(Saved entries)
= Beginning of Section =

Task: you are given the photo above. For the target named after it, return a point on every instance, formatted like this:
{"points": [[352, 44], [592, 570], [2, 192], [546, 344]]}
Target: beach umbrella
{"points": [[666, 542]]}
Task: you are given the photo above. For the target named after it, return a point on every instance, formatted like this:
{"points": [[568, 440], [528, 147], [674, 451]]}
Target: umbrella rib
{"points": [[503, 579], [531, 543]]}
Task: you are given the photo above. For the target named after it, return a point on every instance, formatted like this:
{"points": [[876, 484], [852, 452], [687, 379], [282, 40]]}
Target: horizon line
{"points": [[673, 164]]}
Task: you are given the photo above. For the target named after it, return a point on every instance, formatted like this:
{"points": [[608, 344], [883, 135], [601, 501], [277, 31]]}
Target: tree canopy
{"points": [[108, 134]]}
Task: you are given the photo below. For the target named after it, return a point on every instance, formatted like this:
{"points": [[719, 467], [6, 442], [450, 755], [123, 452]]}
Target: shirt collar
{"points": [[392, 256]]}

= End of Section =

• _WHAT IS EXPECTED_
Repeat every entry exactly. Nothing may be dropped.

• _TASK RESPONSE_
Task: you are given the photo above. For the target named after it, return a point on every instance, formatted like this:
{"points": [[352, 44], [592, 570], [2, 192], [546, 344]]}
Target: beach umbrella
{"points": [[666, 542]]}
Task: you are given the photo above. For the target named after it, return a point on every instance, formatted like this:
{"points": [[568, 440], [528, 147], [674, 451]]}
Target: umbrella rib
{"points": [[503, 579], [531, 543]]}
Task: you are given the photo above. For the target named after it, return a point on every instance, formatted like this:
{"points": [[876, 484], [852, 452], [687, 379], [282, 40]]}
Target: horizon line
{"points": [[673, 164]]}
Task: you are given the photo above. For the target named after it, return a point on every instance, formatted like this:
{"points": [[608, 344], [883, 135], [601, 501], [277, 31]]}
Target: tree canopy
{"points": [[108, 134]]}
Task: you are given the photo below. For the target named after it, return a point on every instance, formatted like this:
{"points": [[719, 467], [6, 442], [450, 755], [123, 452]]}
Target: shirt collar
{"points": [[392, 256]]}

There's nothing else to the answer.